* **Short exercise**
Write every record out again exactly as given.

* **Listing**
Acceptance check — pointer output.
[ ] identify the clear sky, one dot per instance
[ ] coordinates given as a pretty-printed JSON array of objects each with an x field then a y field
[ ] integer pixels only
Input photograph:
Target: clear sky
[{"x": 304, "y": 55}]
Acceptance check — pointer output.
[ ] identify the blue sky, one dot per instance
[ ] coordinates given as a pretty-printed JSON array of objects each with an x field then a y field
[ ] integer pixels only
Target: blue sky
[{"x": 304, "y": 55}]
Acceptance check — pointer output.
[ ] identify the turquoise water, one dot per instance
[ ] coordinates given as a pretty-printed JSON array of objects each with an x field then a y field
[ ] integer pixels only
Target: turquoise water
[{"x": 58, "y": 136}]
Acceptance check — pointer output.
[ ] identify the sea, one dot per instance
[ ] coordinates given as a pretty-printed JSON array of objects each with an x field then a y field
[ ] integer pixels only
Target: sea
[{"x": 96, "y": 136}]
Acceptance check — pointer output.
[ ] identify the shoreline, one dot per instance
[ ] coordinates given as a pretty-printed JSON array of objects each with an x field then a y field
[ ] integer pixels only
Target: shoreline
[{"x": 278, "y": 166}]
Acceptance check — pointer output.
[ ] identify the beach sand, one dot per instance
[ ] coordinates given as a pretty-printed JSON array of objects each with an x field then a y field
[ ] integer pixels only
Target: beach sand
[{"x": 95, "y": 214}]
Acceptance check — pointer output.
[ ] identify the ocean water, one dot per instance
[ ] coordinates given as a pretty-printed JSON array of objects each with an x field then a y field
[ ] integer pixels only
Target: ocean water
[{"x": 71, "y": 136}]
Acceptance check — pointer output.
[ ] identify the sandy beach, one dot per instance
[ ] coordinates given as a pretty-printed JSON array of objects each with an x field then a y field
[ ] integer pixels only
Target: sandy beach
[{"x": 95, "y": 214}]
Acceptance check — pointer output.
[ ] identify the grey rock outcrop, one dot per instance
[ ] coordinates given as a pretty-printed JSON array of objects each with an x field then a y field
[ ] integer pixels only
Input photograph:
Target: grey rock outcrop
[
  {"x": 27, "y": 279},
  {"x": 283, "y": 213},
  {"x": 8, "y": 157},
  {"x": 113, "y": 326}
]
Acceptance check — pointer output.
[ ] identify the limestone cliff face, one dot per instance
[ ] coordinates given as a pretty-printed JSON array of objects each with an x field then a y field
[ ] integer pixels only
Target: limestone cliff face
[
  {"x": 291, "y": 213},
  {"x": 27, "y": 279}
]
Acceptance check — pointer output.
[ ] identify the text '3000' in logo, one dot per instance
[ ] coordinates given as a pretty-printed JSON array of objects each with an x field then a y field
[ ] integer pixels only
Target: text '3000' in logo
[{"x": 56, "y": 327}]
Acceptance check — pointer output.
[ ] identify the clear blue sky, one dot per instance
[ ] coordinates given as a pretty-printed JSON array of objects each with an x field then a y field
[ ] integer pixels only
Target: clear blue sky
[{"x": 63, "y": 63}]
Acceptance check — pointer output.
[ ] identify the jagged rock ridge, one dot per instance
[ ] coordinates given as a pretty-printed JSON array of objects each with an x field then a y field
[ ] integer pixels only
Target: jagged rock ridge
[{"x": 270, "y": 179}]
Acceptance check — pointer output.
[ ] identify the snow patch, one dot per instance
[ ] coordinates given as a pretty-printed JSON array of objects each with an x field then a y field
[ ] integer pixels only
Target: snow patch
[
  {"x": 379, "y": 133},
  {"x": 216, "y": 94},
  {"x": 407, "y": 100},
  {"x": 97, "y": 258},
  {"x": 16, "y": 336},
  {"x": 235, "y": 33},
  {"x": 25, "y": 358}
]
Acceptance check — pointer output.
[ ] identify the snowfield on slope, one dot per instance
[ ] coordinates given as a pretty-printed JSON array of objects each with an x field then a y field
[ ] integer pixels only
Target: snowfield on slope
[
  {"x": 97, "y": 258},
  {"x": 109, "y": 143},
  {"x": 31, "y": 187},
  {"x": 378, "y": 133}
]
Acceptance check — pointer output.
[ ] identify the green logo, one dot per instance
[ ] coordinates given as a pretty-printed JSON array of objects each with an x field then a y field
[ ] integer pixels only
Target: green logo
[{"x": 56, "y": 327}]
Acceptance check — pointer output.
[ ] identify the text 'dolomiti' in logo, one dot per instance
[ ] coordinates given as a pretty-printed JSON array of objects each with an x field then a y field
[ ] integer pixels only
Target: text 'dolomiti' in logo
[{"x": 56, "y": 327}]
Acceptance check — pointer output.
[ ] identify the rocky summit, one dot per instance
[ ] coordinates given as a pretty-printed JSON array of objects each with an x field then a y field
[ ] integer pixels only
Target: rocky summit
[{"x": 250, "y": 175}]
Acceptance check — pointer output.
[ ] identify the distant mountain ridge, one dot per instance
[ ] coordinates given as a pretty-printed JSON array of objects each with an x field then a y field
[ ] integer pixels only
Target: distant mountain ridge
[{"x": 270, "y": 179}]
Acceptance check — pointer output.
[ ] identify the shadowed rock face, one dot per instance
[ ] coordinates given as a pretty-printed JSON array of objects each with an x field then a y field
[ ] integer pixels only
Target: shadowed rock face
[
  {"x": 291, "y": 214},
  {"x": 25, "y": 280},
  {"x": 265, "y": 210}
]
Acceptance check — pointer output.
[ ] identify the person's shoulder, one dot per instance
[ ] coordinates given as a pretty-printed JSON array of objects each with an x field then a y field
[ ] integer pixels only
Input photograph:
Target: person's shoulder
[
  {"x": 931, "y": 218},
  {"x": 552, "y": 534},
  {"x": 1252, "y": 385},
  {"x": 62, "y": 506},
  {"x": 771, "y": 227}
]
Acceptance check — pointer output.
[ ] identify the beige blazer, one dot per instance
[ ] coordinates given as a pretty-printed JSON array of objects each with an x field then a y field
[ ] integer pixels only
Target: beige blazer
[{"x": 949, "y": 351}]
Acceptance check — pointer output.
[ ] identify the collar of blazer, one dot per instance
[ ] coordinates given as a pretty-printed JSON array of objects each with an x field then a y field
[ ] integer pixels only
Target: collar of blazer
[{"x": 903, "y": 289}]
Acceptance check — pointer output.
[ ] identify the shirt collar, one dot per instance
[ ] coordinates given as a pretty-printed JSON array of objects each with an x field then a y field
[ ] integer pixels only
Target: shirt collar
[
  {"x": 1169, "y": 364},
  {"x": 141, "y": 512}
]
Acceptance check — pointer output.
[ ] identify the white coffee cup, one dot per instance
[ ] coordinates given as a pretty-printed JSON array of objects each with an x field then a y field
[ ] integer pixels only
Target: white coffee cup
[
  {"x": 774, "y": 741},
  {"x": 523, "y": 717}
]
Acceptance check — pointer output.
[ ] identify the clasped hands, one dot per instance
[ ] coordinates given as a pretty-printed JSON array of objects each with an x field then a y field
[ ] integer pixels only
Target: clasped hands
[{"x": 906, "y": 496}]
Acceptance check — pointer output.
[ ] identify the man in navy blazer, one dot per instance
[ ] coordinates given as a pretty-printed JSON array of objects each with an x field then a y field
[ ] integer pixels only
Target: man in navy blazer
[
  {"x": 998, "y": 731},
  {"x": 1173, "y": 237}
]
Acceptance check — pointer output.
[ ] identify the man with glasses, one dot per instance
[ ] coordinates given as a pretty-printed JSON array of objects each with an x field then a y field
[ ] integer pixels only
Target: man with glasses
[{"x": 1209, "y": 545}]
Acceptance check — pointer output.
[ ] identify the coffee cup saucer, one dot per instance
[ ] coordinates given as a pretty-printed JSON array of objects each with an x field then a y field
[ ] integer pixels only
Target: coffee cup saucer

* **Written answer**
Acceptance check — pointer output.
[ ] identify the clear sky, one dot per instance
[ ] coordinates given as a pretty-printed JSON array of objects each with an x field then a y field
[ ] integer pixels only
Input photograph:
Target: clear sky
[{"x": 304, "y": 55}]
Acceptance check — pointer output.
[ ] identify the blue sky, one dot per instance
[ ] coordinates given as a pretty-printed JSON array of objects each with an x field then a y field
[ ] integer pixels only
Target: blue sky
[{"x": 304, "y": 55}]
Acceptance check — pointer output.
[ ] identify the turquoise water, one dot per instance
[ ] coordinates given as a pretty-printed JSON array of objects each with an x field then a y field
[ ] integer pixels only
Target: turquoise water
[{"x": 58, "y": 136}]
Acceptance check — pointer output.
[ ] identify the sea, one dot per instance
[ ] coordinates given as a pretty-printed JSON array of objects each with an x field then a y field
[ ] integer pixels only
Target: sea
[{"x": 96, "y": 136}]
Acceptance check — pointer output.
[ ] identify the shoreline, one dot per instance
[ ] coordinates given as a pretty-printed JSON array of objects each with an x field then a y field
[ ] integer pixels only
Target: shoreline
[{"x": 278, "y": 166}]
Acceptance check — pointer output.
[ ] identify the beach sand, one dot per instance
[ ] coordinates given as a pretty-printed JSON array of objects each with an x field then a y field
[ ] integer pixels only
Target: beach sand
[{"x": 95, "y": 214}]
Acceptance check — pointer output.
[ ] identify the ocean water, one dot per instance
[ ] coordinates given as a pretty-printed JSON array of objects each with an x field then a y field
[ ] integer pixels only
Target: ocean water
[{"x": 71, "y": 136}]
Acceptance check — pointer output.
[ ] identify the sandy beach, one dot per instance
[ ] coordinates given as a pretty-printed JSON array of objects each with an x field then a y field
[ ] integer pixels only
Target: sandy beach
[{"x": 95, "y": 214}]
Acceptance check — pointer output.
[ ] identify the grey rock outcrop, one dot per instance
[ ] coordinates given as a pretty-printed JSON array of objects each with an x field then a y field
[ ] integer pixels only
Input photograph:
Target: grey rock outcrop
[
  {"x": 27, "y": 279},
  {"x": 283, "y": 213},
  {"x": 8, "y": 157},
  {"x": 113, "y": 326}
]
Acceptance check — pointer output.
[ ] identify the limestone cliff face, one dot per instance
[ ] coordinates given as a pretty-printed JSON array of objects each with an x field then a y field
[ ] integer pixels only
Target: limestone cliff face
[
  {"x": 291, "y": 213},
  {"x": 27, "y": 279}
]
Acceptance check — pointer output.
[ ] identify the text '3000' in logo, one dot per instance
[ ] coordinates given as a pretty-printed JSON array of objects each with an x field then a y field
[ ] integer pixels only
Target: text '3000' in logo
[{"x": 56, "y": 327}]
Acceptance check — pointer output.
[ ] identify the clear blue sky, one dot per instance
[ ] coordinates given as a pretty-printed JSON array of objects each with an x field then a y field
[ ] integer pixels only
Target: clear blue sky
[{"x": 63, "y": 63}]
Acceptance check — pointer output.
[ ] identify the jagged rock ridge, one dot per instance
[ ] coordinates given as a pretty-printed JSON array of objects each with an x field then a y field
[ ] integer pixels only
Target: jagged rock ridge
[{"x": 270, "y": 179}]
Acceptance check — pointer output.
[ ] identify the snow patch, one dot per instance
[ ] coordinates given as a pretty-printed JSON array of objects each with an x field then a y field
[ ] integer pixels only
Target: snow patch
[
  {"x": 379, "y": 133},
  {"x": 216, "y": 94},
  {"x": 407, "y": 100},
  {"x": 97, "y": 258},
  {"x": 16, "y": 336},
  {"x": 235, "y": 33},
  {"x": 25, "y": 358}
]
Acceptance check — pointer output.
[ ] identify the snowfield on slope, one dot per instance
[ ] coordinates given as a pretty-printed JSON array of objects each with an x field then a y field
[ ] integer pixels only
Target: snowfield on slope
[
  {"x": 97, "y": 258},
  {"x": 109, "y": 143},
  {"x": 31, "y": 187},
  {"x": 378, "y": 133}
]
Acceptance check — pointer output.
[ ] identify the green logo, one dot per instance
[ ] coordinates given as a pretty-printed JSON array of objects each with an x field then a y field
[ ] integer pixels only
Target: green logo
[{"x": 56, "y": 327}]
Acceptance check — pointer output.
[ ] identify the text 'dolomiti' in logo, one dot per instance
[ ] coordinates given as a pretty-printed JSON array of objects each with an x field then a y field
[ ] integer pixels only
Target: text 'dolomiti' in logo
[{"x": 56, "y": 327}]
Acceptance check — pointer output.
[ ] identify the rocky summit, one dot per instance
[ ] coordinates given as a pretty-printed JSON array of objects each with an x field then a y field
[ ] integer pixels only
Target: rocky summit
[{"x": 250, "y": 175}]
Acceptance check — pointer output.
[ ] identify the distant mountain ridge, one dot per instance
[ ] coordinates given as a pretty-printed JSON array of objects each with an x field then a y field
[ ] integer pixels only
Target: distant mountain ridge
[{"x": 270, "y": 179}]
Acceptance check — pointer output.
[ ] identify the shadowed rock face, one dot per instance
[ ] coordinates given as a pretty-printed JSON array of objects each with an x field then a y field
[ ] integer pixels only
Target: shadowed rock face
[
  {"x": 291, "y": 214},
  {"x": 25, "y": 280},
  {"x": 265, "y": 210}
]
Acceptance check — pointer output.
[ ] identify the person's shoulder, one dot per instance
[ ] coordinates given as a pretty-printed JSON array of objects each with an x field then a y field
[ ] integer pixels only
Input photograph:
Target: person's shoulder
[
  {"x": 931, "y": 218},
  {"x": 552, "y": 534},
  {"x": 1252, "y": 385},
  {"x": 62, "y": 506},
  {"x": 771, "y": 227}
]
Acceptance check — pointer output.
[ ] identify the beige blazer, one dot per instance
[ ] coordinates given as a pretty-printed JSON array of objects each with an x field then a y field
[ ] integer pixels only
Target: beige blazer
[{"x": 949, "y": 351}]
Acceptance check — pointer output.
[ ] identify the collar of blazer, one dot per instance
[ ] coordinates given as a pretty-printed JSON array of objects each with an x field then a y field
[ ] integer pixels only
Target: collar of blazer
[{"x": 903, "y": 289}]
Acceptance check — pointer output.
[ ] identify the shirt collar, one dot per instance
[ ] coordinates given as a pretty-printed JSON array of objects each with an x field then a y field
[ ] integer pixels only
Target: shirt collar
[
  {"x": 1169, "y": 364},
  {"x": 141, "y": 512}
]
Acceptance check — pointer output.
[ ] identify the white coffee cup, one dot per instance
[ ] coordinates given as a pretty-printed JSON array of objects each with an x field then a y field
[ ] integer pixels only
Target: white coffee cup
[
  {"x": 774, "y": 741},
  {"x": 523, "y": 717}
]
Acceptance check — pointer output.
[ ] identify the clasped hands, one dot per instance
[ ] coordinates given as a pretty-printed JSON array of objects each with an x field then a y field
[ ] integer pixels only
Target: clasped hands
[{"x": 906, "y": 496}]
Acceptance check — pointer output.
[ ] identify the man in navy blazer, one dot per instance
[ ] coordinates given as a pretty-printed JSON array of objects each with an x field then a y field
[ ] integer pixels only
Target: man in navy blazer
[
  {"x": 998, "y": 731},
  {"x": 1173, "y": 237}
]
Acceptance check — pointer output.
[ ] identify the man with glasses, one dot per instance
[ ] coordinates given as a pretty-printed JSON array of objects each with an x field then a y field
[ ] integer pixels only
Target: man with glasses
[{"x": 1209, "y": 545}]
Acceptance check — pointer output.
[ ] identify the coffee cup saucer, one dot per instance
[ ] coordinates given as a pretty-printed JSON array of objects each with an x field then a y field
[ ] integer pixels only
Target: coffee cup saucer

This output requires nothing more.